Saved entries
____
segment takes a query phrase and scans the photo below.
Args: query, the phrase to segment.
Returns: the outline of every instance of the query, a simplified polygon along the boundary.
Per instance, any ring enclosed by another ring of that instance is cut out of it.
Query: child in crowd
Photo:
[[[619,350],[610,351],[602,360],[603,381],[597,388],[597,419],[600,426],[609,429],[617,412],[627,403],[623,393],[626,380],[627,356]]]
____
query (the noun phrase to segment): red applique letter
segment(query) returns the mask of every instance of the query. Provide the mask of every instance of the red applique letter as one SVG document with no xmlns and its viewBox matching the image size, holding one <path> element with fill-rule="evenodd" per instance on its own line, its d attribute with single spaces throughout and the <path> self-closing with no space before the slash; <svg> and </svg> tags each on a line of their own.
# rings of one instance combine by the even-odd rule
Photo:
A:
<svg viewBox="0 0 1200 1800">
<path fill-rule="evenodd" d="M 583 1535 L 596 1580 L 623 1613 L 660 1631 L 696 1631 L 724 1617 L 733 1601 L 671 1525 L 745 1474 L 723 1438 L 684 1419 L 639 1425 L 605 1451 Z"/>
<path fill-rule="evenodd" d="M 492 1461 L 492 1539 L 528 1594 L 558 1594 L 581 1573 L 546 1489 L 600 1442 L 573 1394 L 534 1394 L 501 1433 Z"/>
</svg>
____
### WORK TO COMPLETE
Scan the lines above for the word "segment" and copy every one where it occurs.

### YOUR RESPONSE
segment takes a query phrase and scans the photo below.
Args: query, the phrase to segment.
query (the noun phrase to segment): red applique letter
segment(query) returns the mask of every instance of the query. Provide the mask of every instance of the red applique letter as one SVG document with no xmlns and its viewBox matching the image size, holding one <path> element with fill-rule="evenodd" per instance on its own line, its d attribute with single spaces throughout and the <path> self-closing with no space before the slash; <svg> and </svg> tags each on a line of their own.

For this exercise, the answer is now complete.